### Provided entries
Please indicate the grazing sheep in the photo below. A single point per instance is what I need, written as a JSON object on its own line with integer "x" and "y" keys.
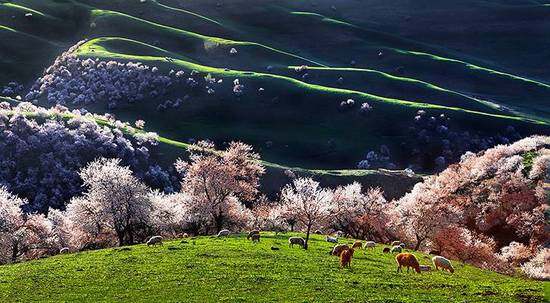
{"x": 154, "y": 240}
{"x": 370, "y": 244}
{"x": 407, "y": 260}
{"x": 338, "y": 249}
{"x": 253, "y": 232}
{"x": 345, "y": 258}
{"x": 443, "y": 263}
{"x": 331, "y": 239}
{"x": 425, "y": 268}
{"x": 296, "y": 240}
{"x": 255, "y": 238}
{"x": 224, "y": 233}
{"x": 396, "y": 249}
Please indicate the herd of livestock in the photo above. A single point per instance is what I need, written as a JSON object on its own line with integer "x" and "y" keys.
{"x": 345, "y": 251}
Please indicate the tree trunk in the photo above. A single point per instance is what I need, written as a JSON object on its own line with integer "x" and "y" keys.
{"x": 418, "y": 243}
{"x": 120, "y": 236}
{"x": 307, "y": 235}
{"x": 14, "y": 252}
{"x": 219, "y": 223}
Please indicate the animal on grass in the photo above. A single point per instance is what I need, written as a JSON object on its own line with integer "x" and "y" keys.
{"x": 345, "y": 258}
{"x": 443, "y": 263}
{"x": 296, "y": 240}
{"x": 357, "y": 244}
{"x": 251, "y": 233}
{"x": 396, "y": 249}
{"x": 407, "y": 260}
{"x": 155, "y": 240}
{"x": 370, "y": 244}
{"x": 224, "y": 233}
{"x": 338, "y": 249}
{"x": 425, "y": 268}
{"x": 255, "y": 238}
{"x": 331, "y": 239}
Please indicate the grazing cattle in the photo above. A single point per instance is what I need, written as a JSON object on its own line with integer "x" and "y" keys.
{"x": 331, "y": 239}
{"x": 255, "y": 238}
{"x": 396, "y": 249}
{"x": 224, "y": 233}
{"x": 345, "y": 258}
{"x": 296, "y": 240}
{"x": 254, "y": 232}
{"x": 425, "y": 268}
{"x": 370, "y": 244}
{"x": 338, "y": 249}
{"x": 443, "y": 263}
{"x": 154, "y": 240}
{"x": 407, "y": 260}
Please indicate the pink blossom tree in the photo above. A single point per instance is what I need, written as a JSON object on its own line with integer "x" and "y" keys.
{"x": 115, "y": 200}
{"x": 361, "y": 215}
{"x": 308, "y": 201}
{"x": 218, "y": 180}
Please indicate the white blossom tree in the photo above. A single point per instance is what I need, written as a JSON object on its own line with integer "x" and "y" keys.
{"x": 116, "y": 200}
{"x": 218, "y": 180}
{"x": 306, "y": 199}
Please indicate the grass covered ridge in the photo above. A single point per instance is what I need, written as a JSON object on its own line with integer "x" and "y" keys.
{"x": 235, "y": 270}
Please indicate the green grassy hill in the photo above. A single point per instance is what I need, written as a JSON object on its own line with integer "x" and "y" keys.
{"x": 401, "y": 64}
{"x": 235, "y": 270}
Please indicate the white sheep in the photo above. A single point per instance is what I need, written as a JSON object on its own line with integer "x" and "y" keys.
{"x": 332, "y": 239}
{"x": 338, "y": 249}
{"x": 396, "y": 249}
{"x": 425, "y": 268}
{"x": 443, "y": 263}
{"x": 154, "y": 240}
{"x": 370, "y": 244}
{"x": 224, "y": 233}
{"x": 296, "y": 240}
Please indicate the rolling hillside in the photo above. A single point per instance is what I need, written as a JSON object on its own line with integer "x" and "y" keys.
{"x": 365, "y": 55}
{"x": 235, "y": 270}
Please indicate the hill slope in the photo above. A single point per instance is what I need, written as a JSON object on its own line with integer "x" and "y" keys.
{"x": 397, "y": 67}
{"x": 235, "y": 270}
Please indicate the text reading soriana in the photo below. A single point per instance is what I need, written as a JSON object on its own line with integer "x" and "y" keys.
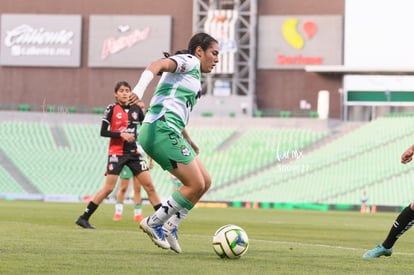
{"x": 298, "y": 60}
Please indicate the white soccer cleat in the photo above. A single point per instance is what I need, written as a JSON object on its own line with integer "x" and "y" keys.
{"x": 156, "y": 233}
{"x": 172, "y": 239}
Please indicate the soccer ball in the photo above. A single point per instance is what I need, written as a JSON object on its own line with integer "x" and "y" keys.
{"x": 230, "y": 241}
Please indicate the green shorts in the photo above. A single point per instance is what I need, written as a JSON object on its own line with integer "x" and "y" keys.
{"x": 126, "y": 173}
{"x": 164, "y": 145}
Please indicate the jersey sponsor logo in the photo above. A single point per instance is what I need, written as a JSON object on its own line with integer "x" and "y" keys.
{"x": 113, "y": 158}
{"x": 185, "y": 151}
{"x": 183, "y": 68}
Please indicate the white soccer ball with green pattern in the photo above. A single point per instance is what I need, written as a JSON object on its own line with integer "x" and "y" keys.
{"x": 230, "y": 241}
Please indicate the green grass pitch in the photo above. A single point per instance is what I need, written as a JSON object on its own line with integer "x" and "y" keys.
{"x": 42, "y": 238}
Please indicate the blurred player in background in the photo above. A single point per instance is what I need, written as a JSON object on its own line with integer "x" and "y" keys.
{"x": 403, "y": 223}
{"x": 125, "y": 178}
{"x": 119, "y": 123}
{"x": 165, "y": 139}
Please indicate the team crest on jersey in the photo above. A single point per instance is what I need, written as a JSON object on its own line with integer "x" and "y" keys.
{"x": 183, "y": 68}
{"x": 185, "y": 151}
{"x": 113, "y": 158}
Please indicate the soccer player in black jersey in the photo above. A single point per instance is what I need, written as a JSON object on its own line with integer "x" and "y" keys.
{"x": 119, "y": 123}
{"x": 402, "y": 224}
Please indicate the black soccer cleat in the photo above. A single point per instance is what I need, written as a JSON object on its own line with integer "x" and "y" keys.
{"x": 84, "y": 223}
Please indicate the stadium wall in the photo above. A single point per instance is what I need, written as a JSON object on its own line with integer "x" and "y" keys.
{"x": 89, "y": 88}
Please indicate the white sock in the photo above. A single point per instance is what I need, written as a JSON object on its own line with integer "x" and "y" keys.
{"x": 137, "y": 210}
{"x": 176, "y": 219}
{"x": 167, "y": 209}
{"x": 119, "y": 208}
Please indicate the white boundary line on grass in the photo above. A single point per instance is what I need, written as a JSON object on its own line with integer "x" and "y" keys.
{"x": 310, "y": 245}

### Required action
Repeat only the lines starting at the one that contains "Please indicate the white boundary" and ending at the last line above, exactly as written.

### Task response
Please indicate the white boundary line on grass in the photo above. A single point per instance is what I need, written as a JSON object on its own line with integer "x" and "y" keys.
{"x": 310, "y": 245}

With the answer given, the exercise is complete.